Pointing dataset excerpts:
START
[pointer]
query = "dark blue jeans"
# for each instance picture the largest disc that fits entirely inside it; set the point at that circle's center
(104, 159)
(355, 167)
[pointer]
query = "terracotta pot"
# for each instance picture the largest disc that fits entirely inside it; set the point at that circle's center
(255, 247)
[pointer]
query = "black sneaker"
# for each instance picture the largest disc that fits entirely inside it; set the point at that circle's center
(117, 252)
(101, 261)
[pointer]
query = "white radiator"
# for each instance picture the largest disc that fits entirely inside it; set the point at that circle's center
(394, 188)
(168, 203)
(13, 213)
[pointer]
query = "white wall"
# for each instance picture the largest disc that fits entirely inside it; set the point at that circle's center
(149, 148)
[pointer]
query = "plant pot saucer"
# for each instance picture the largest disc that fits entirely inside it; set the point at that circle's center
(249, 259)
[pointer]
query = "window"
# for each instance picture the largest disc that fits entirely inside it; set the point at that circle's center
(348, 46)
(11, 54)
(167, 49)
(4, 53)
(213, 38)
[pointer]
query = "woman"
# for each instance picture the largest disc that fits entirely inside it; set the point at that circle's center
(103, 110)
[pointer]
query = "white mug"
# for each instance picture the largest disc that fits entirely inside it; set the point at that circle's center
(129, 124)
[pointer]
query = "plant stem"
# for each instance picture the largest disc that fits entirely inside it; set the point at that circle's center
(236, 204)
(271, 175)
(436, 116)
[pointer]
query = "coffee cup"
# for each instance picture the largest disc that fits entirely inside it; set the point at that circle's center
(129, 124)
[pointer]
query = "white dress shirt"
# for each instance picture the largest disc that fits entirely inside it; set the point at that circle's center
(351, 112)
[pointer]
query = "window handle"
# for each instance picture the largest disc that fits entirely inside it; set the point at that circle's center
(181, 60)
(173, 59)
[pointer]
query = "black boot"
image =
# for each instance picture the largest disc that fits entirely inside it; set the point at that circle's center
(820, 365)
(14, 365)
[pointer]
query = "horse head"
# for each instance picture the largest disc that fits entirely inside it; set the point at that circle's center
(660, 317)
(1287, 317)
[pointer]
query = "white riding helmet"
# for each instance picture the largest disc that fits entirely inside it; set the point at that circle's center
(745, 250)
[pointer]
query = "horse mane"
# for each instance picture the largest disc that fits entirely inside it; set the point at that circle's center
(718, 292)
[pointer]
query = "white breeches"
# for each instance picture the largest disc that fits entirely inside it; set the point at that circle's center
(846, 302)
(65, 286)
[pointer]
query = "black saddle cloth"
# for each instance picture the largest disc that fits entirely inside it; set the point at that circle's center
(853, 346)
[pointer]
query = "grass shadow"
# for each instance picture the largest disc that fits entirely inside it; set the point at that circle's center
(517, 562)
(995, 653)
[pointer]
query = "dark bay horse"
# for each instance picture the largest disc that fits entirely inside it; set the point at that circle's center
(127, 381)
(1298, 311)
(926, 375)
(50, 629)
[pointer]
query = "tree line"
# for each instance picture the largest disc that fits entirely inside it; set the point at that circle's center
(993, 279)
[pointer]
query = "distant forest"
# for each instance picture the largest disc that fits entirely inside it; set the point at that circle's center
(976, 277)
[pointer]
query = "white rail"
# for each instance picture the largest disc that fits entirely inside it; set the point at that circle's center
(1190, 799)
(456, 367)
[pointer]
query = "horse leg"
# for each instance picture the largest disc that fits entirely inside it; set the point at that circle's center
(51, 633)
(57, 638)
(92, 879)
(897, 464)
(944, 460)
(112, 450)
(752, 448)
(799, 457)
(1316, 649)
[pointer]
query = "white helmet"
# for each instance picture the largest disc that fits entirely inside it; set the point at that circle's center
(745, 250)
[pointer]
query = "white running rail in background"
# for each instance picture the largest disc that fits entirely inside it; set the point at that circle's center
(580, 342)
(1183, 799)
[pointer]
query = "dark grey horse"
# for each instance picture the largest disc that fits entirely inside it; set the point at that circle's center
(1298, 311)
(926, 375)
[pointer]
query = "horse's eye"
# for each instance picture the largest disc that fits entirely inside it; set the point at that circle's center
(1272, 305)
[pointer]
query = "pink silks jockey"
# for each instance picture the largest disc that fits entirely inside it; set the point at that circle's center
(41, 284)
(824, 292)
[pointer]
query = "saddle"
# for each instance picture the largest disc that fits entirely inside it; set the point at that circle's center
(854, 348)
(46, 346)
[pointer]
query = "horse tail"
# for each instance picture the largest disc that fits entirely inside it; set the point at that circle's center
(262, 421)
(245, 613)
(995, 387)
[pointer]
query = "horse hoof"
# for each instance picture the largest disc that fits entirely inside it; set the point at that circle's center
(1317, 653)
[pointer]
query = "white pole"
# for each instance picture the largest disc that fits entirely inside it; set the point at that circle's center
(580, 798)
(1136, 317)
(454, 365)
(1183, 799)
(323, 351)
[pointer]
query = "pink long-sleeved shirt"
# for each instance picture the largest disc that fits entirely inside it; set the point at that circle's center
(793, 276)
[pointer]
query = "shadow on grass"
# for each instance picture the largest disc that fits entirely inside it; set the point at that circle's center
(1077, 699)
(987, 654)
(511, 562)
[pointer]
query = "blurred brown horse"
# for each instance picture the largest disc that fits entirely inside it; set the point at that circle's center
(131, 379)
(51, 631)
END
*WHAT TO DO*
Retype the whole listing above exactly.

*REPLY*
[pointer]
query = "dark blue jeans"
# for each instance picture the largest disc that fits entirely inside it; set the point at that circle's center
(104, 159)
(355, 167)
[pointer]
query = "terracotta pot"
# for each instance picture the largest disc that fits entirely inside it; set the point at that circle's center
(255, 247)
[pointer]
query = "black sneaker"
# for each instance picture the largest disc that fits entirely inside it; set the point at that circle's center
(117, 252)
(101, 261)
[pointer]
query = "white radiator"
# for each instance picture the largest disc that fits entirely inside it; set the point at that circle's center
(394, 188)
(168, 203)
(13, 213)
[pointer]
query = "white wall"
# for each instance picture the largest disc that fits entirely inside it; set the point at that circle's center
(149, 148)
[pointer]
query = "plant pot saucer"
# for each instance picture the largest disc that fits entirely inside it; set the point at that circle's center
(249, 259)
[pointer]
query = "window"
# for each instance picture the largest disc that fits entirely inside it; set the point at that circle's center
(348, 46)
(11, 54)
(167, 49)
(4, 53)
(213, 38)
[pointer]
query = "woman"
# for each instance picture the largest disc that fits entirely inside it; set the point at that circle's center
(103, 110)
[pointer]
query = "white mug"
# for each instance picture the largest disc that fits entirely inside it; set the point at that circle's center
(129, 124)
[pointer]
query = "plant stem"
# for each instance picture the largest disc that fits entirely inside it; set the point at that circle's center
(236, 204)
(271, 175)
(436, 116)
[pointer]
query = "coffee cup"
# for each instance picture the largest disc that fits entirely inside it; set the point at that circle's center
(129, 124)
[pointer]
query = "white dress shirt"
# for each instance picture the largest disc that fits entirely inside it; set the point at that circle's center
(351, 112)
[pointer]
query = "window handle"
# for each instance picture the largest disc that fits entirely inside it; set the point at that circle's center
(181, 60)
(173, 59)
[pointer]
query = "black boot"
image =
# for each instance picture the largest disc that fits entirely inside it; set the point at that circle's center
(820, 365)
(14, 365)
[pointer]
query = "horse head"
# for each instance picture the largest disc that fits entirely inside it; set the point at that circle's center
(660, 317)
(1287, 317)
[pointer]
query = "white riding helmet"
# for each instance picture the largest disc that fits entirely inside it; set the point at that circle's center
(745, 250)
[pointer]
query = "horse mane"
# for each instance picture the largest disc that fits entirely inside it; set the point at that circle's center
(718, 292)
[pointer]
query = "white breeches"
# for each instance picture the largest disc that fits entirely inside it; set the point at that circle's center
(846, 302)
(65, 286)
[pointer]
query = "black saddle cloth"
# for each instance picture the largest disc that fits entirely inside it; set the point at that circle's center
(853, 346)
[pointer]
query = "grass shadow"
# for each instance picture the largest disc that fits entirely inside it; set the point at that circle's center
(517, 562)
(995, 653)
[pointer]
query = "dark bay horse"
# for each instance picture the largest disc that fits entirely inside it; set the point at that circle's center
(127, 381)
(1298, 311)
(926, 375)
(50, 629)
[pointer]
query = "tree line"
# for each instance picture the largest disc that fits entirely inside it; set the point at that circle's center
(993, 279)
[pointer]
query = "distant forest"
# for each instance picture the largest disc that fits entirely inside it; set the point at that circle's center
(976, 277)
[pointer]
query = "white rail"
# for each instance picture the largest disc that fits entirely inside it; set the point at that circle's center
(1190, 799)
(456, 367)
[pointer]
query = "horse leg"
# for each instance picture the largest disc that fits entirely inside it; set the point at that circle's center
(51, 633)
(57, 638)
(92, 879)
(897, 464)
(944, 460)
(112, 450)
(752, 448)
(799, 457)
(1316, 649)
[pointer]
query = "white helmet"
# for each instance picture the largest disc that fits entirely inside it; set the point at that circle's center
(745, 250)
[pointer]
query = "white running rail in background"
# for each instance picture the largest disc that fits entirely inside it; set the point at that circle's center
(580, 342)
(1183, 799)
[pointer]
query = "dark grey horse"
# for each instance picture the largest disc that fits entirely inside it; set the point at that circle's center
(1298, 311)
(926, 375)
[pointer]
query = "horse's eye"
# for each instance picture the largest disc that fits entirely inside it; set the point at that circle's center
(1272, 305)
[pointer]
query = "pink silks jockey"
# for each instance picture the largest disc that fits entirely inside it; set the point at that circle's center
(41, 284)
(824, 292)
[pointer]
query = "saddle"
# for each instance picture the largest disc that fits entirely inside it; set the point at that circle's center
(854, 348)
(46, 346)
[pointer]
query = "horse tail"
# for each instance picture the largest disc that fits entirely inside it; set the point at that circle's center
(262, 421)
(245, 613)
(995, 387)
[pointer]
query = "horse hoof"
# for each instance picture the largest disc that fits entirely inside it; set the point at that circle's center
(1317, 653)
[pointer]
query = "white pole"
# for each instance picture the largest disc that fits entirely inside it; set the point at that circle's center
(580, 798)
(1136, 317)
(454, 365)
(1183, 799)
(323, 351)
[pointer]
query = "pink long-sleeved shirt"
# for each instance picture the largest disc that fits entirely inside it; set the point at that circle's center
(793, 276)
[pointer]
query = "shadow on grass"
# for each instance picture the largest disc that fits entirely inside it; set the point at that circle's center
(1077, 699)
(987, 654)
(511, 562)
[pointer]
query = "blurred brown horse"
# for each instance picture the largest disc that fits entirely inside it; set the point at that circle's center
(131, 379)
(51, 631)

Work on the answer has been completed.